**Objective:** Would you extract the whole listing below and retype it exactly?

**Task data:**
....
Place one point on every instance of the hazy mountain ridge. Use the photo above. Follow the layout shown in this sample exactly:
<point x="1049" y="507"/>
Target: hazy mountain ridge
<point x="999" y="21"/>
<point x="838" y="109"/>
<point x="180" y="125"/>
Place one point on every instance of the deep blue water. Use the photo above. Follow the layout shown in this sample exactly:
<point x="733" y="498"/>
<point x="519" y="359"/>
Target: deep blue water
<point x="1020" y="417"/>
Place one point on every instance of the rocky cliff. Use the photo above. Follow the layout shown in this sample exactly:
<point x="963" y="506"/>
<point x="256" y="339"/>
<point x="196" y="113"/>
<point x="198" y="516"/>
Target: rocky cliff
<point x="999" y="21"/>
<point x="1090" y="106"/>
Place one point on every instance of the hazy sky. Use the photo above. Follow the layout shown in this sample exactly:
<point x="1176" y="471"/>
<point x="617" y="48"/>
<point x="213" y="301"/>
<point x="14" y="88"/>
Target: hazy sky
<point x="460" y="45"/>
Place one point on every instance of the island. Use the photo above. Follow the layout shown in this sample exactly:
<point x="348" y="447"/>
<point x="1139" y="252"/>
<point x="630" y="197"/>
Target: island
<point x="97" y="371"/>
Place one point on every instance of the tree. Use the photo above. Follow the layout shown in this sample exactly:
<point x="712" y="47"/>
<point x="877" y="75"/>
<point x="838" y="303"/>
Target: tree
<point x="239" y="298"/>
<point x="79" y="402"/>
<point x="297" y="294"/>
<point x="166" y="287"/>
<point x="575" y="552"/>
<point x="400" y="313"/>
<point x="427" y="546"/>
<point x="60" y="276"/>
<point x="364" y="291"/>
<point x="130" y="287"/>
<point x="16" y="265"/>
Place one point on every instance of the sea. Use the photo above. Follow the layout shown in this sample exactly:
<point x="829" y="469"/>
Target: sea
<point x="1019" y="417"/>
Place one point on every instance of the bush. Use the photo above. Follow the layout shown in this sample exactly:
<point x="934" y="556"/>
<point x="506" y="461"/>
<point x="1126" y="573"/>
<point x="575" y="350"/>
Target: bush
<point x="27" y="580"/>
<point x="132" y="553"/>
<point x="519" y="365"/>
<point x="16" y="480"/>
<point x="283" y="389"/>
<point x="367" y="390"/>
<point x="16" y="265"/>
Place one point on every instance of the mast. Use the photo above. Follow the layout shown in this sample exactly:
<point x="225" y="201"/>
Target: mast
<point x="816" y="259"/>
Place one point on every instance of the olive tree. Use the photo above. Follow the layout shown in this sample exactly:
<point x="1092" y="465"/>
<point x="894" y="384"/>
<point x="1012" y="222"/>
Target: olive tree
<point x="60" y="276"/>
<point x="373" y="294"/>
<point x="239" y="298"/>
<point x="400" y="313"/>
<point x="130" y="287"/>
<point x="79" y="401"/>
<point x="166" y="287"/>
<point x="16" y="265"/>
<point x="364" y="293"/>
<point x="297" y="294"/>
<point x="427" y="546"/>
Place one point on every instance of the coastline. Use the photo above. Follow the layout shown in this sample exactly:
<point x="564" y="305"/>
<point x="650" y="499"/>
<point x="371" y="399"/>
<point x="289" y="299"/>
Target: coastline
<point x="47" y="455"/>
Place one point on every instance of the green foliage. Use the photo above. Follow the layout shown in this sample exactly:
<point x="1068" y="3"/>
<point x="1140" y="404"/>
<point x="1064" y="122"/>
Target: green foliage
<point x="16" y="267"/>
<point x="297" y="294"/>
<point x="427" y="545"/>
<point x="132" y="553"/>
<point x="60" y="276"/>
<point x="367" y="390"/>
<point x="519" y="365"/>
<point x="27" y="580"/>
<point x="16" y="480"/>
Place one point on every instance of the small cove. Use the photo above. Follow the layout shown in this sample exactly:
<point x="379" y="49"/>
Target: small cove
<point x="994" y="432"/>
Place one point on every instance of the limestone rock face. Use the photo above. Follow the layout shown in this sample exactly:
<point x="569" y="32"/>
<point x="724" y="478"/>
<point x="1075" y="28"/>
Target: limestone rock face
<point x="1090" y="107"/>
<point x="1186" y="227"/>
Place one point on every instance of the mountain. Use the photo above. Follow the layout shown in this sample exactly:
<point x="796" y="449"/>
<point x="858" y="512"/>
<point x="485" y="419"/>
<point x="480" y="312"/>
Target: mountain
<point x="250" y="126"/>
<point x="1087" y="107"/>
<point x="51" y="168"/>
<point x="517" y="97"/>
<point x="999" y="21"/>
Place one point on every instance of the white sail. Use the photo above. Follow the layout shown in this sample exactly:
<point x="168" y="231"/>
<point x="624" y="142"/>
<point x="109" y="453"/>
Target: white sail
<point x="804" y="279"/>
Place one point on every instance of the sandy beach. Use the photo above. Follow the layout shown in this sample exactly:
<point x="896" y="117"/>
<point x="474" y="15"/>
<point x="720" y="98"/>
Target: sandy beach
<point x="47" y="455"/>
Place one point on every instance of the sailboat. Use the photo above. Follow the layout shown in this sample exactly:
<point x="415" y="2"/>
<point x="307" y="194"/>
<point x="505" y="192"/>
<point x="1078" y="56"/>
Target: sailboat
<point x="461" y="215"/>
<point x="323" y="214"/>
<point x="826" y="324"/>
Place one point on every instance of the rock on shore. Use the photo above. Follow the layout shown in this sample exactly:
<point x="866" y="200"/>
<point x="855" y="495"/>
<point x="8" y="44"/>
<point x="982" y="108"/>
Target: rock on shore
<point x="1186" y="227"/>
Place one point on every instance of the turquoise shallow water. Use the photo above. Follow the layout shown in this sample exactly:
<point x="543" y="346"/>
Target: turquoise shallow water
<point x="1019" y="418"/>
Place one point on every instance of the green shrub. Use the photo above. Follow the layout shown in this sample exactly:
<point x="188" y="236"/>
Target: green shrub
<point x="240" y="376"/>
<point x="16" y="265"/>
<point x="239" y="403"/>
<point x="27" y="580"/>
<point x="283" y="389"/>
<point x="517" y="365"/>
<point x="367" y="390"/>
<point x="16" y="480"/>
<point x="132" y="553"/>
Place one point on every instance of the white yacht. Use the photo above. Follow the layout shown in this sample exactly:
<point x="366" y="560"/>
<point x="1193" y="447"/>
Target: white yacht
....
**Task answer:**
Place one point on every instance of the hazy mountain ridge. Use the photo above. Follow the layout shown in this sample exactly:
<point x="1049" y="507"/>
Target: hazy mountain ridge
<point x="999" y="21"/>
<point x="838" y="109"/>
<point x="180" y="125"/>
Place one point on every instance of the deep blue water. Use the photo above. Follow the layout shown in this sample exactly:
<point x="733" y="498"/>
<point x="519" y="359"/>
Target: deep blue water
<point x="1020" y="417"/>
Place one point on every instance of the rocky cliff. Use the photo above. Follow the layout shown in this sample exactly:
<point x="963" y="506"/>
<point x="256" y="339"/>
<point x="196" y="113"/>
<point x="198" y="516"/>
Target: rocky cliff
<point x="999" y="21"/>
<point x="1090" y="106"/>
Place one point on every instance of the hazy sky. Use the photo above. Follow the layout shown in this sample exactly:
<point x="1176" y="471"/>
<point x="617" y="48"/>
<point x="213" y="301"/>
<point x="14" y="88"/>
Target: hazy sky
<point x="460" y="45"/>
Place one point on every instance of the island. Use the photo above. Follow the layout shown in this sample exactly:
<point x="348" y="447"/>
<point x="1139" y="252"/>
<point x="630" y="197"/>
Target: island
<point x="97" y="371"/>
Place one point on every instance of the tree. Use the photo above. Follow the layout shown in this sample exactly:
<point x="712" y="47"/>
<point x="877" y="75"/>
<point x="838" y="303"/>
Target: tree
<point x="239" y="298"/>
<point x="79" y="402"/>
<point x="297" y="294"/>
<point x="166" y="287"/>
<point x="575" y="552"/>
<point x="400" y="313"/>
<point x="427" y="546"/>
<point x="60" y="276"/>
<point x="364" y="291"/>
<point x="130" y="287"/>
<point x="16" y="265"/>
Place one point on every instance of the sea. Use the photo above. Follow the layout shown in this sample exactly:
<point x="829" y="469"/>
Target: sea
<point x="1019" y="417"/>
Place one point on every instance of the bush. Use the photo above. Follow the layout shown in this sample exactly:
<point x="934" y="556"/>
<point x="506" y="461"/>
<point x="1126" y="573"/>
<point x="575" y="350"/>
Target: bush
<point x="27" y="580"/>
<point x="132" y="553"/>
<point x="519" y="365"/>
<point x="16" y="480"/>
<point x="283" y="389"/>
<point x="367" y="390"/>
<point x="16" y="265"/>
Place one point on every instance of the mast. Use the photo above. Follow the layout shown in this sample exactly:
<point x="225" y="201"/>
Target: mast
<point x="816" y="259"/>
Place one point on every instance of the olive tree. Use the photo above. Follow the layout shown in this sample exactly:
<point x="1092" y="465"/>
<point x="894" y="384"/>
<point x="1012" y="222"/>
Target: olive tree
<point x="60" y="276"/>
<point x="373" y="294"/>
<point x="239" y="298"/>
<point x="400" y="313"/>
<point x="130" y="287"/>
<point x="79" y="401"/>
<point x="166" y="287"/>
<point x="16" y="265"/>
<point x="364" y="293"/>
<point x="297" y="294"/>
<point x="427" y="546"/>
Place one point on every instance of the coastline. Use the photo above. Follow the layout shown in this sample exactly:
<point x="564" y="305"/>
<point x="650" y="499"/>
<point x="371" y="399"/>
<point x="289" y="299"/>
Target: coastline
<point x="47" y="455"/>
Place one point on every instance of the green foliage. Use the photo above. Follow the layout shown in this sample exactly:
<point x="1068" y="3"/>
<point x="1140" y="404"/>
<point x="1064" y="122"/>
Target: green foliage
<point x="16" y="267"/>
<point x="297" y="294"/>
<point x="427" y="545"/>
<point x="132" y="553"/>
<point x="60" y="276"/>
<point x="367" y="390"/>
<point x="519" y="365"/>
<point x="27" y="580"/>
<point x="16" y="480"/>
Place one point on every instance of the small cove. Use the photo above. Follow the layout shown in this sample exactly:
<point x="379" y="49"/>
Target: small cove
<point x="994" y="432"/>
Place one point on every instance of the limestone rock face. Use the photo above. Follow the layout shown in this sample exactly:
<point x="569" y="32"/>
<point x="724" y="478"/>
<point x="1075" y="28"/>
Target: limestone rock face
<point x="1090" y="107"/>
<point x="1186" y="227"/>
Place one point on every instance of the mountain. Use the photo above. Follow the layout shown in this sample exactly:
<point x="796" y="449"/>
<point x="858" y="512"/>
<point x="485" y="419"/>
<point x="480" y="312"/>
Target: mountain
<point x="250" y="126"/>
<point x="1087" y="107"/>
<point x="51" y="168"/>
<point x="517" y="97"/>
<point x="999" y="21"/>
Place one point on every instance of the white sail. Use the photo above. Follow the layout shown in this sample exactly:
<point x="168" y="231"/>
<point x="624" y="142"/>
<point x="109" y="453"/>
Target: white sail
<point x="804" y="279"/>
Place one point on every instance of the sandy beach. Use the photo above. Follow the layout shown in this sample exactly:
<point x="896" y="117"/>
<point x="474" y="15"/>
<point x="720" y="98"/>
Target: sandy beach
<point x="47" y="455"/>
Place one point on every instance of the sailboat. Use the photo above. Follow the layout shown in this sample exactly:
<point x="415" y="2"/>
<point x="307" y="194"/>
<point x="505" y="192"/>
<point x="1078" y="56"/>
Target: sailboat
<point x="461" y="215"/>
<point x="323" y="214"/>
<point x="826" y="324"/>
Place one point on every instance of the rock on shore. Use the photo above. Follow the layout shown in this sample exactly:
<point x="866" y="200"/>
<point x="855" y="495"/>
<point x="8" y="44"/>
<point x="982" y="108"/>
Target: rock on shore
<point x="1186" y="227"/>
Place one point on every instance of the turquoise shallow water. Use the photo above. Follow the layout shown in this sample exactly:
<point x="543" y="346"/>
Target: turquoise shallow water
<point x="1019" y="418"/>
Place one point on every instance of the green shrub. Use the photo above. Follow the layout shown in this sample exactly:
<point x="188" y="236"/>
Target: green shrub
<point x="240" y="376"/>
<point x="16" y="265"/>
<point x="239" y="403"/>
<point x="27" y="580"/>
<point x="283" y="389"/>
<point x="517" y="365"/>
<point x="367" y="390"/>
<point x="16" y="480"/>
<point x="132" y="553"/>
Place one point on every instance of the white yacht. Use the photo above. Follow the layout shown in this sample exactly:
<point x="366" y="560"/>
<point x="1193" y="447"/>
Target: white yacht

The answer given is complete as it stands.